- WHAT YOU NEED TO DO -
Pull out each row below that contains the word "wall" and copy it in full.

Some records
=-=-=
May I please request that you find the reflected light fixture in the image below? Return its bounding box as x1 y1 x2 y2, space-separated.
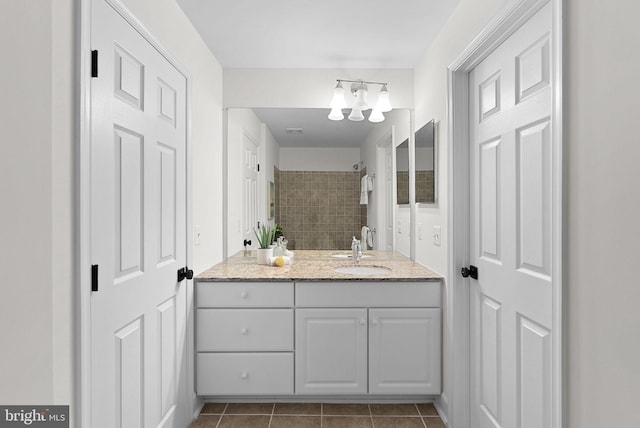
329 79 391 123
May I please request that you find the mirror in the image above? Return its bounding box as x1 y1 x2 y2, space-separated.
415 120 436 204
225 108 410 255
396 139 409 205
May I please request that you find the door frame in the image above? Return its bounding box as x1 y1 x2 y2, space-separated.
78 0 192 426
373 130 396 251
438 0 563 428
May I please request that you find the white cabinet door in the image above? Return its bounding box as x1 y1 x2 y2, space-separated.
369 308 440 394
295 308 367 394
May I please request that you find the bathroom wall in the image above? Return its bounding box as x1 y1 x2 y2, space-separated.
414 0 508 420
276 171 362 250
280 147 360 171
562 0 640 428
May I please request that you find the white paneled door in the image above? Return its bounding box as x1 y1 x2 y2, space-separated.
469 4 558 428
90 0 188 428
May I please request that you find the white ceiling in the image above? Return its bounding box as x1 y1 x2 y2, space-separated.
177 0 459 68
253 108 376 148
177 0 459 147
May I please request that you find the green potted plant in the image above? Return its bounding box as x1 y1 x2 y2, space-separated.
253 224 277 265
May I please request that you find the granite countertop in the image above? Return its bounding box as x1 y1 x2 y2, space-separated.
196 250 442 282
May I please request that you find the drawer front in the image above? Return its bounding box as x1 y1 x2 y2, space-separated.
196 309 293 351
196 282 293 308
196 353 293 395
296 281 442 308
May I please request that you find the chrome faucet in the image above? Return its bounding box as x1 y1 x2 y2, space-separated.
351 238 362 265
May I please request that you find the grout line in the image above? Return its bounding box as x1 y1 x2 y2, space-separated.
268 403 276 428
413 403 427 428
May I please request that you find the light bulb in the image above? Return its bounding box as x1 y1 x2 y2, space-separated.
353 83 371 111
349 107 364 122
329 108 344 120
329 81 347 109
369 108 384 123
376 85 391 113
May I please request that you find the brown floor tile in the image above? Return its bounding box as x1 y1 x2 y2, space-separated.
373 416 424 428
269 415 321 428
416 403 438 416
224 403 273 415
218 415 271 428
322 416 373 428
369 403 419 416
422 416 447 428
273 403 322 415
200 403 227 415
189 414 220 428
322 403 371 416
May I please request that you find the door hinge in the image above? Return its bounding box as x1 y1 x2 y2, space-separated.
178 266 193 282
91 265 98 291
91 50 98 77
460 265 478 279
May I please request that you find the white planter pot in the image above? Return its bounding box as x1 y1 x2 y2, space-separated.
257 248 273 265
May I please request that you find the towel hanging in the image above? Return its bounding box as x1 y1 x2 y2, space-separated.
366 175 373 192
360 175 369 205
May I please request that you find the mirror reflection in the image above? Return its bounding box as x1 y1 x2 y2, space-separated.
396 139 409 205
415 120 435 204
226 108 410 254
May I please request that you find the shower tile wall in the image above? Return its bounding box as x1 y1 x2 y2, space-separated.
416 171 435 203
274 169 362 250
396 171 409 205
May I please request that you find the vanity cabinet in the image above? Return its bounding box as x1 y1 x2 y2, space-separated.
196 281 441 397
369 308 441 394
196 282 294 395
295 282 441 395
295 308 367 394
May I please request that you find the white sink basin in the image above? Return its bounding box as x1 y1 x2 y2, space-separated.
334 266 391 275
331 254 371 259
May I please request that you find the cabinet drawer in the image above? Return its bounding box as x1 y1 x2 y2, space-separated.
197 353 293 395
196 309 293 351
296 281 441 308
196 282 293 308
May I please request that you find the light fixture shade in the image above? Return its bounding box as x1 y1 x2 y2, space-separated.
349 107 364 122
376 85 391 113
353 83 371 111
329 108 344 120
329 81 347 109
369 108 384 123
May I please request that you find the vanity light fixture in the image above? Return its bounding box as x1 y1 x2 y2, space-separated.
329 79 391 122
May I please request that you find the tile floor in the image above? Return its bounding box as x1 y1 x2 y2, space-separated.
189 403 445 428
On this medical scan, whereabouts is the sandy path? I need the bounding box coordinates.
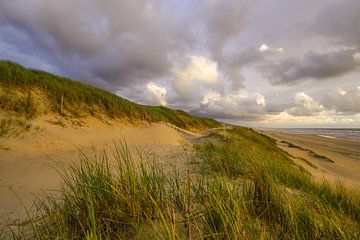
=-=-=
- RESULT BELOW -
May I please request that you find the bathroom wall in the image above? Return its bounding box as x1 y1 x2 y2, space-separated.
May I please request that you find the shower tile wall in the image above? Return its bounding box as x1 y1 x2 y2, space-separated.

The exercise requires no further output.